- [EXERCISE REQUIREMENTS]: Could you transcribe, unchanged, the lines of the records below, starting with the line that contains "red brick building." and going on through the line that contains "[116,213,163,222]"?

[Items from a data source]
※

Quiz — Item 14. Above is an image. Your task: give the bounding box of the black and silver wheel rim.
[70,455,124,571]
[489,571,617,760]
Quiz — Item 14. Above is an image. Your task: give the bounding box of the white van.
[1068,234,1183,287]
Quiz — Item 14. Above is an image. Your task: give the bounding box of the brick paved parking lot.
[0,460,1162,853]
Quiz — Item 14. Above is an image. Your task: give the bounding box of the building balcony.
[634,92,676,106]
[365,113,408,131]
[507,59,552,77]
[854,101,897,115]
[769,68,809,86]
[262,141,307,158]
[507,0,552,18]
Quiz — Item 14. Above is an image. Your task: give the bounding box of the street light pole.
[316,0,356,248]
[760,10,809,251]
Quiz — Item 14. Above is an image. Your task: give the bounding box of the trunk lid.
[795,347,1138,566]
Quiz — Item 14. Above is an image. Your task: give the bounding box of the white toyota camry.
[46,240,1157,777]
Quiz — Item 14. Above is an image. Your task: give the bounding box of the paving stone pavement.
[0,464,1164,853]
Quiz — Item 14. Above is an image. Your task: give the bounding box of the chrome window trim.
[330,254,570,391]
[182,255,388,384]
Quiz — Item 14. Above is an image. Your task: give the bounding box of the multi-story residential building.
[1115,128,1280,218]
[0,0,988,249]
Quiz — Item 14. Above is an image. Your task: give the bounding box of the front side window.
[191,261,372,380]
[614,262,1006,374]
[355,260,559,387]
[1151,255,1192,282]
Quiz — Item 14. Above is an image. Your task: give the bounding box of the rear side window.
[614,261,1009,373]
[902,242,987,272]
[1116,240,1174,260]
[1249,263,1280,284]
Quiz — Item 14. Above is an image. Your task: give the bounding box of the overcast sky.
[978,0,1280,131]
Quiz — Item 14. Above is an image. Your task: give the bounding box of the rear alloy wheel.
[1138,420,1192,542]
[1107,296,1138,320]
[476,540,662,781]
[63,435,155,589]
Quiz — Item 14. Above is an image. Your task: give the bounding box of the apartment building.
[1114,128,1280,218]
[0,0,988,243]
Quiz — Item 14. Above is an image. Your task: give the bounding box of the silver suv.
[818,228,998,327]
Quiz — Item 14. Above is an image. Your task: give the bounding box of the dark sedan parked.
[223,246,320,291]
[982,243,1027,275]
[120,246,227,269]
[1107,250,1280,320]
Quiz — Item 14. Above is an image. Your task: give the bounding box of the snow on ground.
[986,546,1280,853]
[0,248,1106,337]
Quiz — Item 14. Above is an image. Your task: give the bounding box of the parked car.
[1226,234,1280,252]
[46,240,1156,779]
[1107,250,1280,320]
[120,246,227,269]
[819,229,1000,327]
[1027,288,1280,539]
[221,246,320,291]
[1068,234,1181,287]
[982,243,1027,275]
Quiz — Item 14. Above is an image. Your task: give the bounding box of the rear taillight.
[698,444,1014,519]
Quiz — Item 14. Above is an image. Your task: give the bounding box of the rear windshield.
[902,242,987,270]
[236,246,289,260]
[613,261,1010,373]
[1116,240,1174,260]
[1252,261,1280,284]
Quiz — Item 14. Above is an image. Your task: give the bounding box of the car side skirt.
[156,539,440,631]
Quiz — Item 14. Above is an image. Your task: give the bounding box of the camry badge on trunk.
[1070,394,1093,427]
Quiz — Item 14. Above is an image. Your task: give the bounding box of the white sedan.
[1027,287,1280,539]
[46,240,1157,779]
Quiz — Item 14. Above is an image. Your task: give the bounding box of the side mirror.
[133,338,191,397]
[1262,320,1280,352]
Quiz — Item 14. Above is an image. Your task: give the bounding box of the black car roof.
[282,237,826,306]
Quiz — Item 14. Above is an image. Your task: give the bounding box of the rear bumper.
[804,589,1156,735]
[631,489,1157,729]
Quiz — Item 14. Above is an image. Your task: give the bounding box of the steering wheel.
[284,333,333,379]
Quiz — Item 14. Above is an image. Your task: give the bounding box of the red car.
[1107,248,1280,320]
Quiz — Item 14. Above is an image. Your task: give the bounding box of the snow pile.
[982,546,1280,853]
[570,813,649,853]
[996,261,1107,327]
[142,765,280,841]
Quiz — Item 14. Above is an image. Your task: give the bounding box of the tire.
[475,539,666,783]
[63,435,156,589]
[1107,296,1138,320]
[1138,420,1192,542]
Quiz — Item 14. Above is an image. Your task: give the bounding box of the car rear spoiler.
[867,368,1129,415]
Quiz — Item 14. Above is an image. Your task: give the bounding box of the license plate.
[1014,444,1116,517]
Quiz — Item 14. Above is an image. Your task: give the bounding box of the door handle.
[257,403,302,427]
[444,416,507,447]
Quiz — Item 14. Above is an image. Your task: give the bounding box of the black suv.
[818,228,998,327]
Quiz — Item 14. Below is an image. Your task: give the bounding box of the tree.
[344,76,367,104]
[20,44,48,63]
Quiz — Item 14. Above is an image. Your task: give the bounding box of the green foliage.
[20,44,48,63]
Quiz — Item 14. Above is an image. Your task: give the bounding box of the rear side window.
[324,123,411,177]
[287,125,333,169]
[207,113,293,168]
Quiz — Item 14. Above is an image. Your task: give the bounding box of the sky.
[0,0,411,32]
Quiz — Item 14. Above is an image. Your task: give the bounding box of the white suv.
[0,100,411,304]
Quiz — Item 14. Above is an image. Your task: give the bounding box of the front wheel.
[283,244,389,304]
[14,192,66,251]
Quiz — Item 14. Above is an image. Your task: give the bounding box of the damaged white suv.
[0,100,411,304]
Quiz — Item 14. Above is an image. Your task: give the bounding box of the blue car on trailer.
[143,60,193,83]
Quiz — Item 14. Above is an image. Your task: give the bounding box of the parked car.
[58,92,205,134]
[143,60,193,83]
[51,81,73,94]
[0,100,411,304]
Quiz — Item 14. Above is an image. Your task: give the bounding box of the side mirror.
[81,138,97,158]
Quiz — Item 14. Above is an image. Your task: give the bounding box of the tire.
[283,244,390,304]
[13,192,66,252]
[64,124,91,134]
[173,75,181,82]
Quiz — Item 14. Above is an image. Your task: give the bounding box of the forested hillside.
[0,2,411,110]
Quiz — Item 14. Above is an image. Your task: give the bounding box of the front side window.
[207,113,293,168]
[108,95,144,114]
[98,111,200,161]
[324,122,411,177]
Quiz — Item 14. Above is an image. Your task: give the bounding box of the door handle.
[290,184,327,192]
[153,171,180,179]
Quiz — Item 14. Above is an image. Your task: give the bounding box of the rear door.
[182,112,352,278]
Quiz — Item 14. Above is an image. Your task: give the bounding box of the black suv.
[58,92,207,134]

※

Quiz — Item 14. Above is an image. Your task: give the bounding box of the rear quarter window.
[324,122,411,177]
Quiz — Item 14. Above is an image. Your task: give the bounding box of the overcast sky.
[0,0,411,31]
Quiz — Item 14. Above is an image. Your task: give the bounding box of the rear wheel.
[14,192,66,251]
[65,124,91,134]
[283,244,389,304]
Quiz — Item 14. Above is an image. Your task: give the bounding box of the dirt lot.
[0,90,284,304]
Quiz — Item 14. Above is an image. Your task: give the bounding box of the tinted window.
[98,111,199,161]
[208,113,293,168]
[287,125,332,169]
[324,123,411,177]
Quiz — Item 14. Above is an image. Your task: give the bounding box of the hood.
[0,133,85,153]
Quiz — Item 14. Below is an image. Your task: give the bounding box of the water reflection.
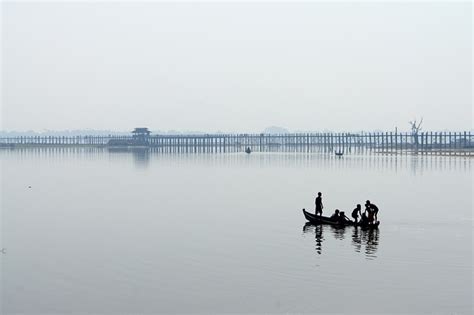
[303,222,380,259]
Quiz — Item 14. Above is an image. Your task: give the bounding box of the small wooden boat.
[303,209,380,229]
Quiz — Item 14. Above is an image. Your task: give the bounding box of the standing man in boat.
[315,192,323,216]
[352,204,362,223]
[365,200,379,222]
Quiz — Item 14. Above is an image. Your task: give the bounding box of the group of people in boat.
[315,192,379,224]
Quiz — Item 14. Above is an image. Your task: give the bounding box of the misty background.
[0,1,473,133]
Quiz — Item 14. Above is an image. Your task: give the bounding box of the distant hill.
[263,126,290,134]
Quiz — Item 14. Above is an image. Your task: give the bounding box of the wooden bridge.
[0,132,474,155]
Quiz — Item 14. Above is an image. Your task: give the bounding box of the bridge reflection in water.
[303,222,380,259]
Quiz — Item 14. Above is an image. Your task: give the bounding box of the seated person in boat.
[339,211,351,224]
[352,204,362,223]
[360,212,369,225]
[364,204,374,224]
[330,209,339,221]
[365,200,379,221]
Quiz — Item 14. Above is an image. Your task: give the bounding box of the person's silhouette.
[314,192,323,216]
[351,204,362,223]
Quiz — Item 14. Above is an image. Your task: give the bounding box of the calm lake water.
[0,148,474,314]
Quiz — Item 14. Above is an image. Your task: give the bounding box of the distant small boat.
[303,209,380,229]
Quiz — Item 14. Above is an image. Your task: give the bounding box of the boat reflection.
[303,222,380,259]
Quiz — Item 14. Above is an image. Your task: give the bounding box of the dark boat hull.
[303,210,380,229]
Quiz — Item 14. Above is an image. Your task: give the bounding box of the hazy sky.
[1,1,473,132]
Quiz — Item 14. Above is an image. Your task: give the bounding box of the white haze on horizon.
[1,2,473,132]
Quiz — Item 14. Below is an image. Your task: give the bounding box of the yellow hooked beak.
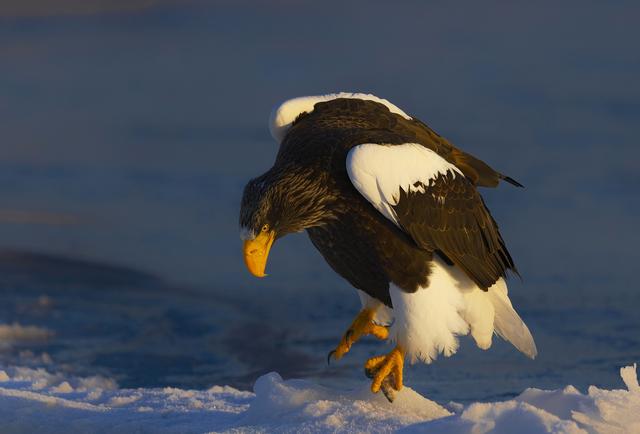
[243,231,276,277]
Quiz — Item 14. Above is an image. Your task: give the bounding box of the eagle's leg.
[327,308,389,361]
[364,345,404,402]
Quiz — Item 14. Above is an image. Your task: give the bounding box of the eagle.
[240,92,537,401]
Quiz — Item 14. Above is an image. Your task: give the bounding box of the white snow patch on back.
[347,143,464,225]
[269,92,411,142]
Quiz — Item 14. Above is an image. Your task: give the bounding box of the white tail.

※

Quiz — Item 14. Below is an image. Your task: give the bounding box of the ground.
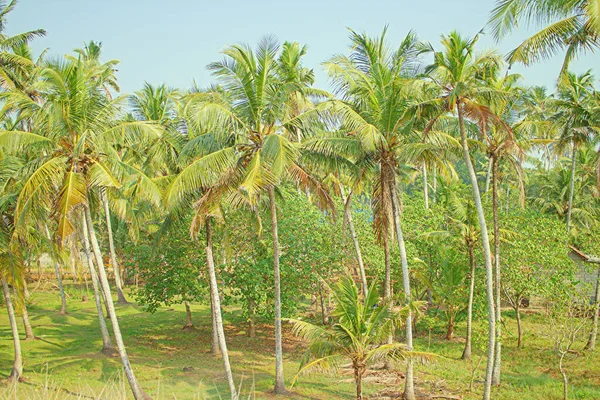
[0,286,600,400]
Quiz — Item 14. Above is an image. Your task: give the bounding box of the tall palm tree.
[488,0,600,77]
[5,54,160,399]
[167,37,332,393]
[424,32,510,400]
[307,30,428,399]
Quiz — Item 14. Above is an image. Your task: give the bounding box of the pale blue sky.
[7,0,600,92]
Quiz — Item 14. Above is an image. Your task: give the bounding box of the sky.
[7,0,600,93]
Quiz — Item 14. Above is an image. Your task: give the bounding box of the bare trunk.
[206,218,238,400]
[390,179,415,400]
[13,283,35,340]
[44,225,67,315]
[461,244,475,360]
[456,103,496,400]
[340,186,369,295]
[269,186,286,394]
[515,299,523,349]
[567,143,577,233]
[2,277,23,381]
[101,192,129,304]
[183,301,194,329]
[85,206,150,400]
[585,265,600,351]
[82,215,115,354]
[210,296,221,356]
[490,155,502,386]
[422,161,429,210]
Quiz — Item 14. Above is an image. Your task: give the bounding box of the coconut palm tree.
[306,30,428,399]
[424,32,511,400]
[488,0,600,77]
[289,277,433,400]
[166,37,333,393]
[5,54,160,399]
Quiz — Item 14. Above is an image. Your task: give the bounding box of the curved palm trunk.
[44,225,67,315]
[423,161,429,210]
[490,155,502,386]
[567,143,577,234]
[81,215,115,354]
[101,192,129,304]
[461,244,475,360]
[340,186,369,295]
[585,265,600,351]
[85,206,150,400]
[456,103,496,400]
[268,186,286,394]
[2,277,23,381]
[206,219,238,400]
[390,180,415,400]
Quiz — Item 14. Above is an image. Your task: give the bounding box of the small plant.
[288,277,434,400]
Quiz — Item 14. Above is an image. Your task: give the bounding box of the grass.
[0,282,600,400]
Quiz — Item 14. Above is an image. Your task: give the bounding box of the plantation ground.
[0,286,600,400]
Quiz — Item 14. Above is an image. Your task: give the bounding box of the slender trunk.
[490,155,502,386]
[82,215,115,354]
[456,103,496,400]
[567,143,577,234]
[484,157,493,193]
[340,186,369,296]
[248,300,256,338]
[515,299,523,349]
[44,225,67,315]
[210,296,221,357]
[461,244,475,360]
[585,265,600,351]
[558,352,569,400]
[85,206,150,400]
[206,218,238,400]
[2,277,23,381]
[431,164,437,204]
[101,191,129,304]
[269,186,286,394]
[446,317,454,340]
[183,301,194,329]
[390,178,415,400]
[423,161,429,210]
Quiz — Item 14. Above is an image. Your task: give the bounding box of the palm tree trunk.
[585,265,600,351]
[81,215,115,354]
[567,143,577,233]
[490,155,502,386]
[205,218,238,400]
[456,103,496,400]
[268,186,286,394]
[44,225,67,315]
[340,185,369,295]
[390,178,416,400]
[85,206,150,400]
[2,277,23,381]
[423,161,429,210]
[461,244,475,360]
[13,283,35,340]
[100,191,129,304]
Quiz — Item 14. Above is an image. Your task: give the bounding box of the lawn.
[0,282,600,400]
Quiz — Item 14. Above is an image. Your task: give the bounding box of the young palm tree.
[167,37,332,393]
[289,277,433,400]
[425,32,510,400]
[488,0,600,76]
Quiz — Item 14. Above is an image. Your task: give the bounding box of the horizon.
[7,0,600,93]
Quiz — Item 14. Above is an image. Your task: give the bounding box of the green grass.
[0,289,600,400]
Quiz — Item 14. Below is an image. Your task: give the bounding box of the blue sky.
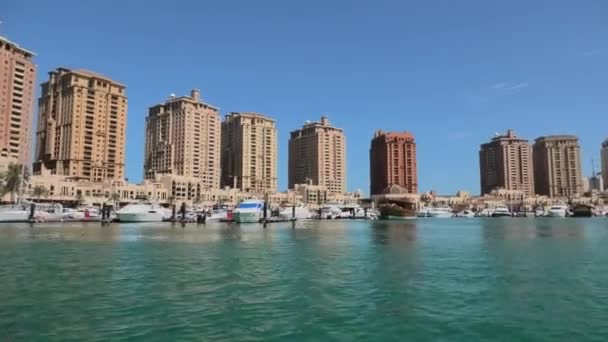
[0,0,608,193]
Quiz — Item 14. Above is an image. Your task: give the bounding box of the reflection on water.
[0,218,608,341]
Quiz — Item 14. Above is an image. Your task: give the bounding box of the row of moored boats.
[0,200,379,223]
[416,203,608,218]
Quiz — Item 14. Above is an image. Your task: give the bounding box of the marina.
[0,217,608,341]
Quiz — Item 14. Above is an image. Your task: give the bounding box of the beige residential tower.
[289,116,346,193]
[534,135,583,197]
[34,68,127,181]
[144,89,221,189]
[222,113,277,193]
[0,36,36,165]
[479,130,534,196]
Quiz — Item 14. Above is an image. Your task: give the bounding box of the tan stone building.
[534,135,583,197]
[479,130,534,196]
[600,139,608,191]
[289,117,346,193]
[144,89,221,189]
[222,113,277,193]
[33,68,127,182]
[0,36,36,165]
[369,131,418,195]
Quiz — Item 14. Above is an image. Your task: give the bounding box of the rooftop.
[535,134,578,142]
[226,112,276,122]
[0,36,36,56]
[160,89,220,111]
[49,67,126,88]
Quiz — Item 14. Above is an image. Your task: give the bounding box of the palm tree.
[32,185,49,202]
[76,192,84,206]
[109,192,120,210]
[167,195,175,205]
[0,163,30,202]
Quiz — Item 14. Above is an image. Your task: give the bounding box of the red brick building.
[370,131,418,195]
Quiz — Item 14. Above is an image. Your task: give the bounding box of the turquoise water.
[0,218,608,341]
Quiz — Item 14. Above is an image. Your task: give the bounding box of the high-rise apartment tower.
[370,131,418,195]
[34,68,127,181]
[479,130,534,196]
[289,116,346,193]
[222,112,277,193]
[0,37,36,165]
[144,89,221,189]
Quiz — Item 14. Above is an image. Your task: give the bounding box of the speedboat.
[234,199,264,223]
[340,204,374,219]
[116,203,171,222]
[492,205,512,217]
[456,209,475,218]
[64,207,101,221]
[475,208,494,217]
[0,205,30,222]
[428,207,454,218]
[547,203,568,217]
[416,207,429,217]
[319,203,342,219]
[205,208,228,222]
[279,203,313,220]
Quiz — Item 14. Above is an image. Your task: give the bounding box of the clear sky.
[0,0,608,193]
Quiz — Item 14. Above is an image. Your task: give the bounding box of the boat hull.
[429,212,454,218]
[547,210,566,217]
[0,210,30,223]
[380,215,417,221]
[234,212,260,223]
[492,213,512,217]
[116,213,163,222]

※

- [SOLUTION FOR THIS TASK]:
Quiz — Item 14. Above is an image. Your task: give the bounding box of the red brick building.
[370,131,418,195]
Quiz — Item 14. Above is an image. Your task: give the bounding box of the turquoise water.
[0,218,608,341]
Quiz — Item 14. Above is an image. Your task: give the bounding box of the high-rise apartment tower.
[370,131,418,195]
[34,68,127,181]
[479,130,534,196]
[289,116,346,193]
[222,112,277,193]
[0,37,36,165]
[144,89,221,189]
Quiz — Item 14. Above is an image. Your task: give the bounding box of the speedboat.
[234,199,264,223]
[340,204,374,219]
[116,203,171,222]
[492,205,512,217]
[456,209,475,218]
[64,207,101,221]
[475,208,494,217]
[0,205,30,222]
[428,207,454,218]
[547,203,568,217]
[416,207,429,217]
[319,203,342,219]
[205,208,228,222]
[279,203,313,220]
Quiz — Item 14. Above is an image. Your task: give the bounding box of the clear sky.
[0,0,608,193]
Quiz — Item 14. Above is an image. Your task: give the bounding box of the boat hull.
[429,212,454,218]
[547,210,566,217]
[0,210,30,223]
[380,215,417,221]
[234,212,260,223]
[492,213,512,217]
[116,213,163,222]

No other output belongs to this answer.